**Excerpt to read**.
····················

Long-Session Memory
Repeated fresh Lean.importModules calls in one process drive resident set size from tens of MiB into the GiB range and
never give it back. Steady operations against a reused imported environment (bulk introspection, elaboration, kernel
checks, MetaM) do not accumulate. The shipped consumer pattern follows directly: pool imported environments, and cycle
the worker process when an import sweep exhausts the pool.
The rest of this document records what Drop reclaims, what the reproducer measures, and what shape the measurement has
on the supported toolchains.
Retention Model
lean-rs has several lifetime boundaries. Drop reclaims only the Rust-owned Lean reference counts attached to those
boundaries; it does not reset Lean’s process-global runtime state.

····················

**Data lines**.
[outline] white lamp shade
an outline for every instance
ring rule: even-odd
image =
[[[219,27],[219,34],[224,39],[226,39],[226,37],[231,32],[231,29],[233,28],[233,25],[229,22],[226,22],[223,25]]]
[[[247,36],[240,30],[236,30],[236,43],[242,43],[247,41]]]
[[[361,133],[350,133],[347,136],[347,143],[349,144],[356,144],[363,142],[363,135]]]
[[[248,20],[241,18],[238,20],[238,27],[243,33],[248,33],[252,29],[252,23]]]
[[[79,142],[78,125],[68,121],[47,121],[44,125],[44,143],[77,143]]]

····················

**Short task A**. Return every line of the entries verbatim.
**Short task B**. Carry the document on Lean long-session memory further, starting after its last sentence.
The entries have no connection to the memory notes.

**Task response A**.
[outline] white lamp shade
an outline for every instance
ring rule: even-odd
image =
[[[219,27],[219,34],[224,39],[226,39],[226,37],[231,32],[231,29],[233,28],[233,25],[229,22],[226,22],[223,25]]]
[[[247,36],[240,30],[236,30],[236,43],[242,43],[247,41]]]
[[[361,133],[350,133],[347,136],[347,143],[349,144],[356,144],[363,142],[363,135]]]
[[[248,20],[241,18],[238,20],[238,27],[243,33],[248,33],[252,29],[252,23]]]
[[[79,142],[78,125],[68,121],[47,121],[44,125],[44,143],[77,143]]]

**Task response B**.
| Lifetime | Owned values | Drop reclaims | Process-lifetime residue |
|---|---|---|---|
| Process | Lean runtime, task manager, module-initializer globals, allocator state | nothing | all of the above, plus core/module init |
LeanRuntime | ZST anchor from LeanRuntime::init() | nothing (intentionally process-lifetime) | same as process |
LeanLibrary | dlopen handle for one Lake-built dylib | the Rust handle | initializer globals already run by the loaded module |
LeanCapabilities | user + shim libraries, resolved capability symbols | library handles, symbol-table storage | Lean-side initialized module state |
LeanSession | one imported Lean.Environment as Obj<'lean> | one refcount on the environment (lean_dec) | anything Lean retained globally while importing those modules |
Obj<'lean> | one owned Lean refcount | that refcount; clones balance with lean_inc | persistent and compacted Lean objects (no refcount used) |
SessionPool slot | a retained environment Obj<'lean> keyed by imports | dropped when evicted, drained, or pool dropped | process-global Lean import/module state |
The split has direct support in Lean’s own sources. The runtime reference requires foreign code to initialize the
runtime before calling any Lean code, and the FFI reference describes Lean-owned objects as reference-counted.
initialize/init.cpp initializes core libraries once per process; include/lean/lean.h documents compact-region and
persistent objects as bypassing normal reference counting; library/module.cpp loads .olean data through compacted
regions. Module-initializer state is idempotent on both the C++ side (_G_initialized short-circuit, used by
crates/lean-rs/src/module/initializer.rs) and the interpreted side (Compiler.InitAttr tracks already-run
initializers).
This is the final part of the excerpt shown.